Hodder said almost all the people helped by his organization are from Glendale, Montrose and La Crescenta, often families who have been forced out of their homes or apartments because of financial difficulties.

"Very few homeless people are coming to Glendale because they hear it's a good place to stay," Hodder said. "It is the people who are living here now that are seeking the assistance of the Salvation Army."

Typically, families are given temporary shelter--usually four nights--in local hotels or motels through rent vouchers provided by the city.

Madalyn Blake, city director of community development and housing, said the Salvation Army is the largest provider of social services in Glendale. She said the $200,000 toward purchase of the inn would come from the city's annual allotment of $1.7 million in federal community development funds.

The city awarded the Salvation Army $38,000 in community development funds this year, triple last year's allocation of $12,500, Hodder said. However, the majority of the organization's funds are from private donations.

Skinner and Sanchez began the effort to permit bed-and-breakfast inns more than a year ago. The city's rules previously permitted only one guest per bedroom in boardinghouses. The new law permits couples and families to stay in up to five bedrooms in a home, provided the total number of occupants do not exceed fire safety regulations.

The owners also obtained a city variance last year to operate an inn without complying with a requirement to provide covered parking. The property has sufficient parking, officials said; it just is not covered. Temporary guests will be permitted to live in only five of the bedrooms.

+++

_Exercise A_:
In the Glendale article, how many nights of temporary shelter are families usually given?
_Exercise B_:
Please translate this sentence from the Glendale article into Spanish: "The city's rules previously permitted only one guest per bedroom in boardinghouses."
_Exercise C_:
Summarize the Glendale article in two sentences.
Use only the Glendale article to complete these.

+++

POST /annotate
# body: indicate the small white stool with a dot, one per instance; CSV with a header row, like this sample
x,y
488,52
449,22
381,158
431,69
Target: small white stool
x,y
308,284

+++

_Exercise solution A_:
Usually four nights.

_Exercise solution B_:
Las normas de la ciudad anteriormente permitían solo un huésped por dormitorio en las casas de huéspedes.

_Exercise solution C_:
Most people helped by the Salvation Army, which is the largest provider of social services in Glendale, are local families forced out of their homes by financial difficulties, and $200,000 toward purchase of an inn would come from the city's federal community development funds. A new law lets couples and families stay in up to five bedrooms in a home, and the owners obtained a variance to operate an inn without providing covered parking.